Instructions to follow:
Repeat every line of the listing below word for word, from start to end.
====================
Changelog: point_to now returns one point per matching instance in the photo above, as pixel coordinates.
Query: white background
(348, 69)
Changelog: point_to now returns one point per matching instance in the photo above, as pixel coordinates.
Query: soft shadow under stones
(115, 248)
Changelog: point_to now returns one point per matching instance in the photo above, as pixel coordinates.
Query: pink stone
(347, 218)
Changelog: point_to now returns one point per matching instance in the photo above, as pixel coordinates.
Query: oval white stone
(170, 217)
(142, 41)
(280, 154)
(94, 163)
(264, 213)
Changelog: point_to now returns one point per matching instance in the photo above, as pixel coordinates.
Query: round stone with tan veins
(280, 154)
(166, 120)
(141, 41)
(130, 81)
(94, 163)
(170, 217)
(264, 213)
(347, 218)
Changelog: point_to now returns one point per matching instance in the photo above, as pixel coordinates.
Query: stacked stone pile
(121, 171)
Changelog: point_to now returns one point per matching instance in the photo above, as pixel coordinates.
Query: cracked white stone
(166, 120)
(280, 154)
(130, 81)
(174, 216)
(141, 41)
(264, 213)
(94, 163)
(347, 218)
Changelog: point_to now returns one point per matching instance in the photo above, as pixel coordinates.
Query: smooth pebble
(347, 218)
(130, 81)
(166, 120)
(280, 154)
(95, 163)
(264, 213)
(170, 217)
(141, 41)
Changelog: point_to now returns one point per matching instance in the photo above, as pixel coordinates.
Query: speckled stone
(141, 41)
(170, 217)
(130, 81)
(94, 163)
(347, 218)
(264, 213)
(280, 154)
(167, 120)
====================
Response:
Changelog: point_to now returns one point per matching instance in the photo above, as pixel coordinates.
Query: white background
(348, 69)
Changelog: point_to now returns one point per matching instance in the photo above, as pixel coordinates.
Query: soft shadow under stones
(115, 248)
Changelog: point_to now returns one point per matching instance in the photo above, as pixel coordinates.
Query: pink stone
(347, 218)
Changelog: point_to now returns one point per matching instance in the photo above, as pixel coordinates.
Query: oval white stone
(170, 217)
(142, 41)
(280, 154)
(94, 163)
(264, 213)
Changelog: point_to now returns one point per matching instance in the photo above, as pixel coordinates.
Query: round stone with tan veins
(280, 154)
(166, 120)
(141, 41)
(130, 81)
(94, 163)
(170, 217)
(264, 213)
(347, 218)
Changelog: point_to now returns one point per matching instance in the photo above, as pixel coordinates.
Query: stacked stone pile
(121, 171)
Changelog: point_to now returns one point per matching instance in the photo above, as pixel coordinates.
Query: cracked white stone
(166, 120)
(280, 154)
(130, 81)
(174, 216)
(141, 41)
(264, 213)
(94, 163)
(347, 218)
Changelog: point_to now returns one point per matching instance in the photo above, as pixel coordinates.
Query: smooth pebble
(347, 218)
(130, 81)
(166, 120)
(280, 154)
(95, 163)
(264, 213)
(170, 217)
(141, 41)
Changelog: point_to now returns one point per matching instance in the photo above, as pixel coordinates.
Query: speckled stone
(141, 41)
(170, 217)
(130, 81)
(94, 163)
(347, 218)
(264, 213)
(280, 154)
(167, 120)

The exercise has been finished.